Text shown:
Estabrook said police officers and firefighters who retire on disability are permitted by law to do other work, but cannot resume work as police or firefighters.

State Sen. Bill Beagle, R-Tipp City, questioned why the state would allow public employees to collect disability while working.

“I think it makes sense to ask the question: if someone is able to work does it merit a disability income?” Beagle said.

State Rep. Clayton Luckie, D-Dayton, said disability should be awarded if a person is not fit to do the public job. But he favors a change that would allow earned income in some cases to offset the employee’s pension benefits.

Dayton ranks high

Dayton Deputy City Manager Stanley Earley said health, fitness and workplace safety programs increasingly emphasized by the city during the past 10 years have cut workers’ compensation claims by more than 53 percent. He said that may be behind the decline in the city’s disability retirement rate from 45 percent in 2000 to nearly 24 percent last year.

Still, Dayton ranks highest among Ohio’s six largest cities for the percentage of active OP&F members who retired on disability from 2001-2010. Dayton had a rate of 19 percent, while Cincinnati ranked lowest at 6 percent.

Huber Heights, with nearly 25 percent of active OP&F members retiring on disability, ranked 18th among Ohio jurisdictions between 2001 and 2010. Kettering’s 4.9 percent rate, meanwhile, ranked 250th in the state, according to an analysis of OP&F data.

Thirteen percent of all employees who retired from Kettering since 2007 received disability pensions, a number dwarfed by Huber Heights’ 77 percent rate, the Daily News found.

Provided records:

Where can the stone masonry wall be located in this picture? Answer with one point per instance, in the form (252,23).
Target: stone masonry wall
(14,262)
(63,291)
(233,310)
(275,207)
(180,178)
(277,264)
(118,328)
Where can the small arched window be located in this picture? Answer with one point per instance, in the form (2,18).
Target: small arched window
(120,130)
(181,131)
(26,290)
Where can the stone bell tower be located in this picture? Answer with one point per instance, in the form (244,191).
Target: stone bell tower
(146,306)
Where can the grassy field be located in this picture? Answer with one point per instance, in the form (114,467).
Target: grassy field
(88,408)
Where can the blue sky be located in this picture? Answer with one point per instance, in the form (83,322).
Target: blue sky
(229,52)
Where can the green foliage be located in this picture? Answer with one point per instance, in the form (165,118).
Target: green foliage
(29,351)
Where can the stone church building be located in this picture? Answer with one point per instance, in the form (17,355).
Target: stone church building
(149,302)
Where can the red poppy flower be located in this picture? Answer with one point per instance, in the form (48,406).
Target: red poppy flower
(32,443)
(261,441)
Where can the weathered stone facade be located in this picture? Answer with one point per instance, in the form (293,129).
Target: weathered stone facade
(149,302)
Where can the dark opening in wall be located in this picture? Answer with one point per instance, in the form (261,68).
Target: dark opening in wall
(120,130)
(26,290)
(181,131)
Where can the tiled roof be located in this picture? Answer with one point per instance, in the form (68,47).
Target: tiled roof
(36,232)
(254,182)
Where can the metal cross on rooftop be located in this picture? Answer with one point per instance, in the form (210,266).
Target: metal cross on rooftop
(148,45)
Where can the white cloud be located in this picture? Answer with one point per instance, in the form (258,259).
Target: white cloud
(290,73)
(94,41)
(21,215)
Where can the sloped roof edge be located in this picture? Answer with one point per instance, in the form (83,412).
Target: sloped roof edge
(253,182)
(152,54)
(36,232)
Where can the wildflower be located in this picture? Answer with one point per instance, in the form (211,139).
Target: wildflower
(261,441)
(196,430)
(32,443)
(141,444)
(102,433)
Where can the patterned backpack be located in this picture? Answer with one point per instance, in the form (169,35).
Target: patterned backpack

Exercise objective: Reproduce the article on disability retirements, starting at the words "Still, Dayton ranks" and stopping after "Daily News found.". The records are not needed for this work.

Solution to this exercise:
Still, Dayton ranks highest among Ohio’s six largest cities for the percentage of active OP&F members who retired on disability from 2001-2010. Dayton had a rate of 19 percent, while Cincinnati ranked lowest at 6 percent.

Huber Heights, with nearly 25 percent of active OP&F members retiring on disability, ranked 18th among Ohio jurisdictions between 2001 and 2010. Kettering’s 4.9 percent rate, meanwhile, ranked 250th in the state, according to an analysis of OP&F data.

Thirteen percent of all employees who retired from Kettering since 2007 received disability pensions, a number dwarfed by Huber Heights’ 77 percent rate, the Daily News found.